_Job_
From the pandas documentation issue thread below, reproduce word for word the passage that begins with the words "But I think" and ends with "for your clarification!".

_Selected extract_
Pandas version checks
- [X] I have checked that the issue still exists on the latest versions of the docs on
main
here
Location of the documentation
https://pandas.pydata.org/pandas-docs/stable/reference/api/pandas.core.groupby.SeriesGroupBy.transform.html
Documentation problem
>>> df = pd.DataFrame({'A' : ['foo', 'bar', 'foo', 'bar',
... 'foo', 'bar'],
... 'B' : ['one', 'one', 'two', 'three',
... 'two', 'two'],
... 'C' : [1, 5, 5, 2, 5, 5],
... 'D' : [2.0, 5., 8., 1., 2., 9.]})
>>> grouped = df.groupby('A')[['C', 'D']]
>>> grouped.transform(lambda x: (x - x.mean()) / x.std())
C D
0 -1.154701 -0.577350
1 0.577350 0.000000
2 0.577350 1.154701
3 -1.154701 -1.000000
4 0.577350 -0.577350
5 0.577350 1.000000
This is the current example in SeriesGroupBy.tranform
Suggested fix for documentation
It should be changed with
grouped: pd.Series=df.groupby('A')[['C', 'D']]
just to make it clear it becomes hard for first timers
Comment From: bang128
@ramvikrams Do you mean we should change >>> grouped = df.groupby('A')[['C', 'D']]
to grouped: pd.Series=df.groupby('A')[['C', 'D']]
?
But I think it should be something like grouped = pd.Series(df.groupby('A')[['C', 'D']])
Comment From: ramvikrams
Actually the doc is correct we just need to make it more explicit
by the way i don't think grouped = pd.Series(df.groupby('A')[['C', 'D']])
this is the right syntax
Comment From: bang128
@ramvikrams So can I comment out the suggested fix?
Something like: >>> grouped = df.groupby('A')[['C', 'D']] // grouped: pd.Series = df.groupby('A')[['C', 'D']]
Comment From: ramvikrams
Yes it seems right but I also just want to confirm from a member of pandas after that you can continue
Comment From: bang128
Thank you for your clarification!
Comment From: MarcoGorelli
grouped
wouldn't be of type Series
in this example though
In [6]: >>> df = pd.DataFrame({'A' : ['foo', 'bar', 'foo', 'bar',
...: ... 'foo', 'bar'],
...: ... 'B' : ['one', 'one', 'two', 'three',
...: ... 'two', 'two'],
...: ... 'C' : [1, 5, 5, 2, 5, 5],
...: ... 'D' : [2.0, 5., 8., 1., 2., 9.]})

_Record excerpts_
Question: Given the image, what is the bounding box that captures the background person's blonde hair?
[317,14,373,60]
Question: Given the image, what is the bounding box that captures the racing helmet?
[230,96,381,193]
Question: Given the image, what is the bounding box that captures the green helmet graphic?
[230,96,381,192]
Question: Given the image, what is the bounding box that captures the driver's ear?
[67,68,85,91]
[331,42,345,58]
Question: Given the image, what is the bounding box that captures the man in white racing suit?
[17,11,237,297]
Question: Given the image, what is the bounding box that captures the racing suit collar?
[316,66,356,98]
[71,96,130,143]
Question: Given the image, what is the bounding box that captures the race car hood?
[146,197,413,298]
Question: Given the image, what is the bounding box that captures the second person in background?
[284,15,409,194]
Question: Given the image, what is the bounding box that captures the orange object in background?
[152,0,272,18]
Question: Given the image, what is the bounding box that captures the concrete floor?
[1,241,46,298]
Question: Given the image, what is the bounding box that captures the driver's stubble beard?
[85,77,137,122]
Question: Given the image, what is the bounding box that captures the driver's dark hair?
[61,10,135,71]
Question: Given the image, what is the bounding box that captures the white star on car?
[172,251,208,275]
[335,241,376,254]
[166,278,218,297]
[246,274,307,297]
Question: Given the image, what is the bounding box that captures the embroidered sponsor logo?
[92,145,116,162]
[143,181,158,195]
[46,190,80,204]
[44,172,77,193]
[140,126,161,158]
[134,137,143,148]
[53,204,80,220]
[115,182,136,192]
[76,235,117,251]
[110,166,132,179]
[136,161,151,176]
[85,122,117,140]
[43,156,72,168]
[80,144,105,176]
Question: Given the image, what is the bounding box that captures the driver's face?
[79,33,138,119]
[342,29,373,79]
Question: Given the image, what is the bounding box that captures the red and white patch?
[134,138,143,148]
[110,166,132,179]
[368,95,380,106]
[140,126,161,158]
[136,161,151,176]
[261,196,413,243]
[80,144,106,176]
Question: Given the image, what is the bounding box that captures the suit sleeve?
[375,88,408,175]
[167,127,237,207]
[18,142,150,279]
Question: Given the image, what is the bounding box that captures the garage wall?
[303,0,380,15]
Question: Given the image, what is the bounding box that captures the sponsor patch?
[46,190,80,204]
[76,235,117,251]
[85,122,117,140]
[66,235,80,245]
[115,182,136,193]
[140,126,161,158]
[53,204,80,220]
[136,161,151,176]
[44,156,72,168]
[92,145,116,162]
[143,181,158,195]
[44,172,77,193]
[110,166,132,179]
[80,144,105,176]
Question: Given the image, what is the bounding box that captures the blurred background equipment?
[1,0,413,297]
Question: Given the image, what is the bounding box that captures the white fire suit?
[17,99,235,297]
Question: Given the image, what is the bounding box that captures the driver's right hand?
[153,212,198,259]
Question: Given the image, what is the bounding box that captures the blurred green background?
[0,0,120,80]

_Full response_
But I think it should be something like grouped = pd.Series(df.groupby('A')[['C', 'D']])
Comment From: ramvikrams
Actually the doc is correct we just need to make it more explicit
by the way i don't think grouped = pd.Series(df.groupby('A')[['C', 'D']])
this is the right syntax
Comment From: bang128
@ramvikrams So can I comment out the suggested fix?
Something like: >>> grouped = df.groupby('A')[['C', 'D']] // grouped: pd.Series = df.groupby('A')[['C', 'D']]
Comment From: ramvikrams
Yes it seems right but I also just want to confirm from a member of pandas after that you can continue
Comment From: bang128
Thank you for your clarification!